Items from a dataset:

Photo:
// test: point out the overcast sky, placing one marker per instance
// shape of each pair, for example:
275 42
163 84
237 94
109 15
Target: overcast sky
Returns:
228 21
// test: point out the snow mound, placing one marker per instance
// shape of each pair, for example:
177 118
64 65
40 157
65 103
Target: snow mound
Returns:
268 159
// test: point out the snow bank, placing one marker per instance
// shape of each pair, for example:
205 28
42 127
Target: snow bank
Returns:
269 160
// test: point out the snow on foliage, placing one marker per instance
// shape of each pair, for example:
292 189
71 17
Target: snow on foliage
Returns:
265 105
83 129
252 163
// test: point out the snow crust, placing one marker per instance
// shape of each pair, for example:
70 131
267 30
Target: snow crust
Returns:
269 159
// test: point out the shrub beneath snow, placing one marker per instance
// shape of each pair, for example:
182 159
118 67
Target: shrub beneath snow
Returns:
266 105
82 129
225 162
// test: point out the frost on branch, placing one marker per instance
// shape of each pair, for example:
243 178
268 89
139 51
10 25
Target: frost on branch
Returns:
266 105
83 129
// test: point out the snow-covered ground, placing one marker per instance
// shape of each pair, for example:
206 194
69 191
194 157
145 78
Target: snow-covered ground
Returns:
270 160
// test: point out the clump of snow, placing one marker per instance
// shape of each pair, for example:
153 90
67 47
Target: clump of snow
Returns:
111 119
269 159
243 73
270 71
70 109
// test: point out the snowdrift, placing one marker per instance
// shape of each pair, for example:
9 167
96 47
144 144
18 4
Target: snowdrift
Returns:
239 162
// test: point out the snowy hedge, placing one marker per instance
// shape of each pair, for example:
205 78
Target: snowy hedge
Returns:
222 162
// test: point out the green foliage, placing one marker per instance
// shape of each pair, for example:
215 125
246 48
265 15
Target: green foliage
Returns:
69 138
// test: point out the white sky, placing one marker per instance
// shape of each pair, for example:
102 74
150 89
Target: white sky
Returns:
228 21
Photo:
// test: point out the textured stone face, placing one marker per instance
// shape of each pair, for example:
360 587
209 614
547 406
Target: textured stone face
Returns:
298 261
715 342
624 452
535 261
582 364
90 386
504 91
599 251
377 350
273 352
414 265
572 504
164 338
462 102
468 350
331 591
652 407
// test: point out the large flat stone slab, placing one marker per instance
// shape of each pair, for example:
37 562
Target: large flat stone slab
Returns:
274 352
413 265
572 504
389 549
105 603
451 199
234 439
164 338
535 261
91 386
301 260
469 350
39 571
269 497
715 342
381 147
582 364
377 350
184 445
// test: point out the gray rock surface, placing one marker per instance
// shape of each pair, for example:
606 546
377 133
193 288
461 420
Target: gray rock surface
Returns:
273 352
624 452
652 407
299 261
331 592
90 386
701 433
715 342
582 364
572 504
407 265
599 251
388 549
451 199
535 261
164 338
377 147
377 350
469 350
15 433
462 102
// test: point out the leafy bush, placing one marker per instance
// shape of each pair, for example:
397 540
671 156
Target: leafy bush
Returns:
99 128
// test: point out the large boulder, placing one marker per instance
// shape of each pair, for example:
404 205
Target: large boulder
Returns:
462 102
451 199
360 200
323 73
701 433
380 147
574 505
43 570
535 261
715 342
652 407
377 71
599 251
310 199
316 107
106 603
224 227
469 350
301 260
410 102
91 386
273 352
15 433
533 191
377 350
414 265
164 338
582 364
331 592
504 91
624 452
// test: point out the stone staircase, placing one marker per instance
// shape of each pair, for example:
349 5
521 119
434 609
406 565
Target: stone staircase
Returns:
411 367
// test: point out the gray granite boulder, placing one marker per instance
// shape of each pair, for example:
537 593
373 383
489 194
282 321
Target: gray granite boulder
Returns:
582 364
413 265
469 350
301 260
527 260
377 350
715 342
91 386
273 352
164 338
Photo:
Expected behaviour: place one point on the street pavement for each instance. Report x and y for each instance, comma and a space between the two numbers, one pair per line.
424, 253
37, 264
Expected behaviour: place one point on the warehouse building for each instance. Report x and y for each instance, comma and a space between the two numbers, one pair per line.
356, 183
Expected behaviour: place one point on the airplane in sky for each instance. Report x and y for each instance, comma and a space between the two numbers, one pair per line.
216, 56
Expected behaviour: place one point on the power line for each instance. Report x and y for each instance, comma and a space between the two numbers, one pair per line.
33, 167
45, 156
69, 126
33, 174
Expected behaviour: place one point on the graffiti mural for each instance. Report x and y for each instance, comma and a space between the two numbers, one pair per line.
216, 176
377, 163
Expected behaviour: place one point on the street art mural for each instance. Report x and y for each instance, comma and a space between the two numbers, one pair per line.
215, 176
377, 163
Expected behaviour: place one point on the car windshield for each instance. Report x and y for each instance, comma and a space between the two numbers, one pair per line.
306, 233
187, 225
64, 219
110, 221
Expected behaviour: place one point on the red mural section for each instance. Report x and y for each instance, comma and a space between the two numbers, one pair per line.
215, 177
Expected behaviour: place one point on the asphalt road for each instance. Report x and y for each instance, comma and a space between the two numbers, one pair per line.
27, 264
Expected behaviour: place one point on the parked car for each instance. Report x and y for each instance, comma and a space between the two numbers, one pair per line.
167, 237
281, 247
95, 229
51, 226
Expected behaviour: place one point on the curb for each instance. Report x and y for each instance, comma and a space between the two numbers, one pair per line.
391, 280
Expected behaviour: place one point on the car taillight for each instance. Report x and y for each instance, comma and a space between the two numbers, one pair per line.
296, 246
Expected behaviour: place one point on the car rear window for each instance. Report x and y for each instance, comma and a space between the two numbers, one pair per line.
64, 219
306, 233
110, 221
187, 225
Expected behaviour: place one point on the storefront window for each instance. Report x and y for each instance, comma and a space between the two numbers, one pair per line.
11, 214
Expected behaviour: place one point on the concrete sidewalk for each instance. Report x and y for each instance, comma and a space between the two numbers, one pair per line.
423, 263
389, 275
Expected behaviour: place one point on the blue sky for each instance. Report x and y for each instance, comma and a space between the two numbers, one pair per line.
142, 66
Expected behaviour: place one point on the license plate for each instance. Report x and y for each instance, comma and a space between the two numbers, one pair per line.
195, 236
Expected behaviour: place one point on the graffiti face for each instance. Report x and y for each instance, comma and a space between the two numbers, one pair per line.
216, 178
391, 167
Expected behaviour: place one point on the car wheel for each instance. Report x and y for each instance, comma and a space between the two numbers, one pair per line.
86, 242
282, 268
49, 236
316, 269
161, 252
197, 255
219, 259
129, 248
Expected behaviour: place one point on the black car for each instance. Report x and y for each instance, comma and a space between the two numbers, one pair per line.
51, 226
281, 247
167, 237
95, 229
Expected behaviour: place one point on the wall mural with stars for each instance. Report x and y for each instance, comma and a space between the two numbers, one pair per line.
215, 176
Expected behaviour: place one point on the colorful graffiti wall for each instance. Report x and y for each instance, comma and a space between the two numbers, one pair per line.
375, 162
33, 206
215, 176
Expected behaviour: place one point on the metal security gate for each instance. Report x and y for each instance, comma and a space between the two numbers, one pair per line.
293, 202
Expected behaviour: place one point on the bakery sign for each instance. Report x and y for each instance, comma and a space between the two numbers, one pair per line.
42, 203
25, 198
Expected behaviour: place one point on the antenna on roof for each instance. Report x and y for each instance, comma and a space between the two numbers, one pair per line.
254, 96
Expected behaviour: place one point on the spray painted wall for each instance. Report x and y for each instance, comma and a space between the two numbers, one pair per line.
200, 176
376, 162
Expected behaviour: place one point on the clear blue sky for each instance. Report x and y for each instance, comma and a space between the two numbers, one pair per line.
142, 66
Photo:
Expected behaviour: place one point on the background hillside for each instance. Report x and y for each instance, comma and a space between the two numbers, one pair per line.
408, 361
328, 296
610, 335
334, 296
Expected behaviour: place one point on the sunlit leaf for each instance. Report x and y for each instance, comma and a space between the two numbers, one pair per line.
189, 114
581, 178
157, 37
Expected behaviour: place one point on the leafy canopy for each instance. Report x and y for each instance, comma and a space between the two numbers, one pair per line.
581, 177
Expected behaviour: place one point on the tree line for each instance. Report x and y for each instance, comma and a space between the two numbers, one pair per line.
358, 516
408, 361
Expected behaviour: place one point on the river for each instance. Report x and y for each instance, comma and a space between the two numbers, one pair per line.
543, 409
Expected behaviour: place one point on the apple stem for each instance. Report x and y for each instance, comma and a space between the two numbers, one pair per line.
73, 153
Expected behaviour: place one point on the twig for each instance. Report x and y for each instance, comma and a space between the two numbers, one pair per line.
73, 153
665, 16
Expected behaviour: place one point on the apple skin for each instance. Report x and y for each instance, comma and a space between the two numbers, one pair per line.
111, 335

• _Instruction_: Copy exactly the lines from the one containing "Expected behaviour: place one point on the bakery" through the last line of the records, both included, and nothing else.

• _Exercise response_:
Expected behaviour: place one point on the bakery sign for each instance. Report x and y for each instance, comma and a space between the two numbers, one pair per line.
42, 203
25, 198
Expected behaviour: place one point on the antenna on roof for each instance. Report x and y for each instance, comma and a space between the two numbers, one pair per line.
254, 96
Expected behaviour: place one point on the spray painted wall for each instance. Report x and y for each instance, comma and a space between the two numbers, one pair per line.
200, 176
376, 162
Expected behaviour: place one point on the clear blue sky for each instance. Report x and y for each instance, comma and a space between the two numbers, one pair per line.
142, 66
Photo:
Expected behaviour: place one point on the background hillside for each instance. Report x and y for each instance, comma and a space between the two numbers, one pair per line.
408, 361
328, 296
610, 335
334, 296
Expected behaviour: place one point on the sunlit leaf for each instance. Report x and y for each instance, comma and a space between the two numbers, one pair per line.
189, 114
581, 178
157, 37
Expected behaviour: place one point on the leafy canopy for each instance. Report x and y for each instance, comma and a space between the two numbers, one pair per line.
581, 177
Expected behaviour: place one point on the tree line for each instance. Report x and y for each instance, comma and a space between the two numbers, one pair per line.
358, 516
408, 361
Expected behaviour: place one point on the river for each instance. Report x and y for each instance, comma and a space between the two numbers, one pair per line.
543, 409
Expected behaviour: place one point on the apple stem for each instance. Report x and y for each instance, comma and a space between the two numbers, one pair per line.
73, 153
Expected behaviour: place one point on the twig for each instance. Report x and y for each instance, comma and a space between the two numbers, one pair per line.
73, 153
665, 16
Expected behaviour: place one point on the apple skin for each instance. Report x and y for each instance, comma and a space between the two numbers, one pair per line.
111, 335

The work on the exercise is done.